(SUPPLIED INFORMATION):
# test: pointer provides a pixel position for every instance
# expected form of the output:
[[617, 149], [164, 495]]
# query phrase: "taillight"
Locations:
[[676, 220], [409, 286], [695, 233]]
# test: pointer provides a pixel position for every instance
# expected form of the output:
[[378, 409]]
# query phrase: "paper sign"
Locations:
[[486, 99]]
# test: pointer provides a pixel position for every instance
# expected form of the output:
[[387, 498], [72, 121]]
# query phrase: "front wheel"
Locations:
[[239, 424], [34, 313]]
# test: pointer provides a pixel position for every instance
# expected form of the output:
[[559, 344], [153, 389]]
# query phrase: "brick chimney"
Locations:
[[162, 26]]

(WORK TO BE COMPLETED):
Nothing in the material may be left out; write it all out verbatim.

(YOUR RESPONSE):
# test: pointer provides a pixel position for every instance
# expected form of the output:
[[617, 149], [164, 495]]
# query phrase: "taillight"
Locations:
[[676, 220], [409, 286], [695, 233]]
# test: pointer provides a pixel position for every instance
# expected form of the output:
[[378, 409]]
# query phrase: "paper sign"
Locations:
[[486, 99]]
# test: pointer provides a pixel position for every instance
# expected form of the output:
[[387, 498], [72, 121]]
# query phrase: "front wheel"
Locations:
[[239, 424], [34, 313]]
# test: pointer provides a pixel position for every instance
# expected form of the output:
[[559, 344], [153, 389]]
# query phrase: "brick chimney"
Locations:
[[162, 26]]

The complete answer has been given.